TASK OBJECTIVE:
When you find the line with "box: [56, 445, 150, 552]" among the records below, reproduce it and each line after it exactly, ending with the line with "box: [77, 426, 262, 961]".

DATA SHOWN:

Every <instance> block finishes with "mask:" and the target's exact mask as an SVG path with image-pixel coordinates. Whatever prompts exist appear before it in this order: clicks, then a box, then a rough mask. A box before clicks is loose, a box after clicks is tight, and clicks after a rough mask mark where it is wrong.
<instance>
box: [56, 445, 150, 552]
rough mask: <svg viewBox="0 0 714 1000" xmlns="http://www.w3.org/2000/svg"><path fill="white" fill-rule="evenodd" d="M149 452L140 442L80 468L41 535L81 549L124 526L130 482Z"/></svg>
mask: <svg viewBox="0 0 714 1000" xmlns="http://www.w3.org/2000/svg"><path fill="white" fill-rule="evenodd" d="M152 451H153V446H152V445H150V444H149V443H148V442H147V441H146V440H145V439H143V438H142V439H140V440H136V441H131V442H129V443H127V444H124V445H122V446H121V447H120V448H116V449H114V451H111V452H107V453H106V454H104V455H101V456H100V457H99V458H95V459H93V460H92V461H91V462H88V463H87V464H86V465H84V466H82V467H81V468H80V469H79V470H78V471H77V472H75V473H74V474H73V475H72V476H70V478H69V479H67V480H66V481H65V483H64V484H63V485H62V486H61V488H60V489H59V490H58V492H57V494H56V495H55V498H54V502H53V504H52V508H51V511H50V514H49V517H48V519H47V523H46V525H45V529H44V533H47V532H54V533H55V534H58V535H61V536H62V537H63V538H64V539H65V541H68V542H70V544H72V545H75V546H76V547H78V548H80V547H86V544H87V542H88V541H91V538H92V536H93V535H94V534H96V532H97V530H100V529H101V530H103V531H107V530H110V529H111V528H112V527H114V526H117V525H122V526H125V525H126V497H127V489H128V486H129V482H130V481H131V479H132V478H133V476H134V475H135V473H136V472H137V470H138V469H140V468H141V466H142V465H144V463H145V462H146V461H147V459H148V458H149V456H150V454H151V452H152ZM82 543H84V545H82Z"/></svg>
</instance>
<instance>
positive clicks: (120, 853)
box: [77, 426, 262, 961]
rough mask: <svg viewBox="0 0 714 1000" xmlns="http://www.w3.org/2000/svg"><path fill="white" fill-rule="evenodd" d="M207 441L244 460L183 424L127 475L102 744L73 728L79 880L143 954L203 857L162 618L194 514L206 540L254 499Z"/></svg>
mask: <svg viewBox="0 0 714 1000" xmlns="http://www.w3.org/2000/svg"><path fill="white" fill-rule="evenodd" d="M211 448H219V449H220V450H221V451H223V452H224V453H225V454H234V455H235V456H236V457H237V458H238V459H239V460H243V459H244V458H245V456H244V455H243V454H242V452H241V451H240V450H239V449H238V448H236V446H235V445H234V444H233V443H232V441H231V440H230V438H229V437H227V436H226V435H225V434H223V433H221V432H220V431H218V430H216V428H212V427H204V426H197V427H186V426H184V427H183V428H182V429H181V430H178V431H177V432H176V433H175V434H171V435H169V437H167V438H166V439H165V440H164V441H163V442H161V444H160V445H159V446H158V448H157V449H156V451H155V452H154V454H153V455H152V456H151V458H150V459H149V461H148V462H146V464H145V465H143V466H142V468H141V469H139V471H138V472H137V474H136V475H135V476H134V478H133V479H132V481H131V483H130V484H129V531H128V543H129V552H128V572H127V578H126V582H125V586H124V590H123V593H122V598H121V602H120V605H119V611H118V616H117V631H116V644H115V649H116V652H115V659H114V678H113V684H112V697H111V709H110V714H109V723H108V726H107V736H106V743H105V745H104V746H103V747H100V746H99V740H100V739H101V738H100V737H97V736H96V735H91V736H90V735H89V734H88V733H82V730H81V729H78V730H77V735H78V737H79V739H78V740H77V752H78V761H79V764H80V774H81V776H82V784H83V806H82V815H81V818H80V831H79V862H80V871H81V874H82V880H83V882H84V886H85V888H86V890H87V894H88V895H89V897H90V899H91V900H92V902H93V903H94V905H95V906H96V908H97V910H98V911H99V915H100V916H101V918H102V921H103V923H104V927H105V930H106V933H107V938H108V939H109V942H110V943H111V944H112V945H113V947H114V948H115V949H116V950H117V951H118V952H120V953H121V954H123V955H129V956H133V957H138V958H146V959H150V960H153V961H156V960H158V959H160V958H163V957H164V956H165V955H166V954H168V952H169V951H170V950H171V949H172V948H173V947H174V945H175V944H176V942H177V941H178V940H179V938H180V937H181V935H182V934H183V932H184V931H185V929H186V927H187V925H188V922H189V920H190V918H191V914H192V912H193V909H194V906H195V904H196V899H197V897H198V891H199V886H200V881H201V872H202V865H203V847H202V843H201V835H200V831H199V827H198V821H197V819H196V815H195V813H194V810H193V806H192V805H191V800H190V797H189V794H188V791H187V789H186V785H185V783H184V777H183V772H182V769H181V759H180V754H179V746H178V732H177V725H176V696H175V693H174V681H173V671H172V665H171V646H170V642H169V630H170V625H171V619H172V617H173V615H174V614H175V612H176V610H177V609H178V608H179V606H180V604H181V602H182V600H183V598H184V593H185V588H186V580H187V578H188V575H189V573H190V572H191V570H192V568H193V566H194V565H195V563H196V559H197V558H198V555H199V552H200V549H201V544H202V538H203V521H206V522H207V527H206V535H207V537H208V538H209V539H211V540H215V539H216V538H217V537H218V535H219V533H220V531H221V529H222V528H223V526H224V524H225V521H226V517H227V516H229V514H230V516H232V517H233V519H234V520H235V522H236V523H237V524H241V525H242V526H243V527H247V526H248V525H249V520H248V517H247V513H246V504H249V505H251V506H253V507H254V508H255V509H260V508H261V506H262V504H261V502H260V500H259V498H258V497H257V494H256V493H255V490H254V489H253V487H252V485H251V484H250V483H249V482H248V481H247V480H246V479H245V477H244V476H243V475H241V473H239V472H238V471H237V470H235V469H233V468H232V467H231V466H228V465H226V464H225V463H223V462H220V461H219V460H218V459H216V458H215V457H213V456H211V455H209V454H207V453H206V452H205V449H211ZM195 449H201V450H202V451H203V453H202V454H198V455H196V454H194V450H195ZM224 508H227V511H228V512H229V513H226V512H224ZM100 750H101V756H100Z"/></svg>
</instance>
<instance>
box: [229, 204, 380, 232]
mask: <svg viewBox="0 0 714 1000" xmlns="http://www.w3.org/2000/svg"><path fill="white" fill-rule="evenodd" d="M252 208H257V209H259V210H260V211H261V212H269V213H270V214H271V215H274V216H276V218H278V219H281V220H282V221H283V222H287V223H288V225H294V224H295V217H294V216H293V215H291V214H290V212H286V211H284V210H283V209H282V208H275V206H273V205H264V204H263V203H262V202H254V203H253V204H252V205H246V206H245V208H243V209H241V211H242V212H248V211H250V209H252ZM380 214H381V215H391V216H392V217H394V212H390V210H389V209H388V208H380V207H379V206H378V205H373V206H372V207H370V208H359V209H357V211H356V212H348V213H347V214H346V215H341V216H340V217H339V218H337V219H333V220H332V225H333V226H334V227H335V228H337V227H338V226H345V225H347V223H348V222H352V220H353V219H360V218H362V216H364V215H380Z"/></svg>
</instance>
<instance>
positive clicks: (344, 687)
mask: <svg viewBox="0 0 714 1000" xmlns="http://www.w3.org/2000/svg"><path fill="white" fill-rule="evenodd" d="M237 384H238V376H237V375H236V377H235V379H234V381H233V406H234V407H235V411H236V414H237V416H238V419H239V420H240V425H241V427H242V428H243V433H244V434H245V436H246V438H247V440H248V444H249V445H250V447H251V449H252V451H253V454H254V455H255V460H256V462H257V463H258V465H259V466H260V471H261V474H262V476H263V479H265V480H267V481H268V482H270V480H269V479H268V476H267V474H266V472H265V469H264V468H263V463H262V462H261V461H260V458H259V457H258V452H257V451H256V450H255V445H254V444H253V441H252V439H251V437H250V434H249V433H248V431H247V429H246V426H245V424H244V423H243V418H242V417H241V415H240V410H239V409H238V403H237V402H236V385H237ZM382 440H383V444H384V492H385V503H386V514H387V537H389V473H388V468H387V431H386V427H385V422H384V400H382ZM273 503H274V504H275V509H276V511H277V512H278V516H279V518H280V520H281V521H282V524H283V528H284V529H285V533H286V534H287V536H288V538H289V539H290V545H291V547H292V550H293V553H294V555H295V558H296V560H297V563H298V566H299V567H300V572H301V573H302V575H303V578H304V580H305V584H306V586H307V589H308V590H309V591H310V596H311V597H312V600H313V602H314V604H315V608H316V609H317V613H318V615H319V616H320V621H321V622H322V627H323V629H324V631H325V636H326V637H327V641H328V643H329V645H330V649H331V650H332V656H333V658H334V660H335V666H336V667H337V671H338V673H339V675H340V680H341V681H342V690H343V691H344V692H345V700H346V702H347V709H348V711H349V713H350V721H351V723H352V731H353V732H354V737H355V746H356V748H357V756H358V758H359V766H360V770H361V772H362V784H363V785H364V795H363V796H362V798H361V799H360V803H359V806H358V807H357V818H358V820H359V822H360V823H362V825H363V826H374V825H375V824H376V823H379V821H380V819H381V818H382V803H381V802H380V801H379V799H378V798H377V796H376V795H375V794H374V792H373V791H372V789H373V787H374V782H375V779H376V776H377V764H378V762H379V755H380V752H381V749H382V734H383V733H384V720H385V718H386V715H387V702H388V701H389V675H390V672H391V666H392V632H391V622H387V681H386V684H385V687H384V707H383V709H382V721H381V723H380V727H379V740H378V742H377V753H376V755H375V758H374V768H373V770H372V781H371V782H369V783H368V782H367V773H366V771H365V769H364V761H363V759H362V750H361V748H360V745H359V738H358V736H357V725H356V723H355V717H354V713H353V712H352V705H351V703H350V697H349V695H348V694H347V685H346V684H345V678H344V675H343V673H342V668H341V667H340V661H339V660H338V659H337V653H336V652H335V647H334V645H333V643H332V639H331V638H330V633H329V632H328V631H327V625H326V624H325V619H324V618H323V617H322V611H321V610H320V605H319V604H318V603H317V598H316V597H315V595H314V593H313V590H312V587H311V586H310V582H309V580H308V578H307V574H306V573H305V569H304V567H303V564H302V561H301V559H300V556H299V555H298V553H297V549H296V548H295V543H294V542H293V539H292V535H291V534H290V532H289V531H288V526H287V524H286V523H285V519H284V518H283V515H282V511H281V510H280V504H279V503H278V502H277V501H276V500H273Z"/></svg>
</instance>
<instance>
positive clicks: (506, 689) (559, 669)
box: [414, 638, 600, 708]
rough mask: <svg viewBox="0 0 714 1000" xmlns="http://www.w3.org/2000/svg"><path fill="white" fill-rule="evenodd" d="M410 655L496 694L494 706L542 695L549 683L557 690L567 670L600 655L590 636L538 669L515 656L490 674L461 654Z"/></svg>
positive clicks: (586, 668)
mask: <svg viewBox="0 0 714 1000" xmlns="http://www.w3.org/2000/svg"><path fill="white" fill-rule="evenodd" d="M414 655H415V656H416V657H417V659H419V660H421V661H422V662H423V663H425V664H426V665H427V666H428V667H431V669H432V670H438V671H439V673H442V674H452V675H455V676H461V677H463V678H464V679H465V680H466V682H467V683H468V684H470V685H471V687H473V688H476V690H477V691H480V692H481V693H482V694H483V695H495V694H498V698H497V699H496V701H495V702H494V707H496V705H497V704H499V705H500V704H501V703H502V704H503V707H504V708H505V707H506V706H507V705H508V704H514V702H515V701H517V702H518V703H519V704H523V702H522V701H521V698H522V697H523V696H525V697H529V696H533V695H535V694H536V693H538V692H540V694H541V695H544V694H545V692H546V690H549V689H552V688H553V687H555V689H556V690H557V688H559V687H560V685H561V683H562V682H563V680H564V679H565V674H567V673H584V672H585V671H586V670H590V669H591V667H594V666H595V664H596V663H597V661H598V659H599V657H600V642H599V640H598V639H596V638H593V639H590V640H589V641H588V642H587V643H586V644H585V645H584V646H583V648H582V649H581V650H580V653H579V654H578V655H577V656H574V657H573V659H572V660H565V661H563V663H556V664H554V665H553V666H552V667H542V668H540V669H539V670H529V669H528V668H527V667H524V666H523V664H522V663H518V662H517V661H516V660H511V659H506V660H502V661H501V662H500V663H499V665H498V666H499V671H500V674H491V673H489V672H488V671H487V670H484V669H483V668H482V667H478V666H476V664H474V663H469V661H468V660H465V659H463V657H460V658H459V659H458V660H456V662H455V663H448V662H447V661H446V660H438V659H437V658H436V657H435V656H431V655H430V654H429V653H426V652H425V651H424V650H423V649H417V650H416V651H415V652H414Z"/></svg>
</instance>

OUTPUT:
box: [56, 445, 150, 552]
rough mask: <svg viewBox="0 0 714 1000" xmlns="http://www.w3.org/2000/svg"><path fill="white" fill-rule="evenodd" d="M149 452L140 442L80 468L41 535L81 549L124 526L130 482Z"/></svg>
mask: <svg viewBox="0 0 714 1000" xmlns="http://www.w3.org/2000/svg"><path fill="white" fill-rule="evenodd" d="M152 451H153V446H152V445H150V444H149V443H148V442H147V441H146V440H145V439H143V438H142V439H140V440H136V441H131V442H129V443H127V444H124V445H122V446H121V447H120V448H116V449H114V451H111V452H107V453H106V454H104V455H101V456H100V457H99V458H95V459H93V460H92V461H91V462H88V463H87V464H86V465H84V466H82V467H81V468H80V469H79V470H78V471H77V472H75V473H74V474H73V475H72V476H70V478H69V479H67V480H66V481H65V483H64V484H63V485H62V486H61V488H60V489H59V490H58V492H57V494H56V495H55V498H54V502H53V504H52V508H51V511H50V514H49V517H48V519H47V523H46V525H45V529H44V533H47V532H54V533H55V534H58V535H61V536H62V537H63V538H64V539H65V541H68V542H70V544H72V545H75V546H76V547H78V548H80V547H86V544H87V542H88V541H91V538H92V536H93V535H94V534H96V532H97V530H100V529H101V530H103V531H107V530H110V529H111V528H112V527H114V526H117V525H122V526H125V525H126V497H127V489H128V486H129V482H130V481H131V479H132V478H133V476H134V475H135V473H136V472H137V470H138V469H140V468H141V466H142V465H144V463H145V462H146V461H147V459H148V458H149V456H150V454H151V452H152ZM82 543H84V545H82Z"/></svg>
</instance>
<instance>
positive clicks: (120, 853)
box: [77, 426, 262, 961]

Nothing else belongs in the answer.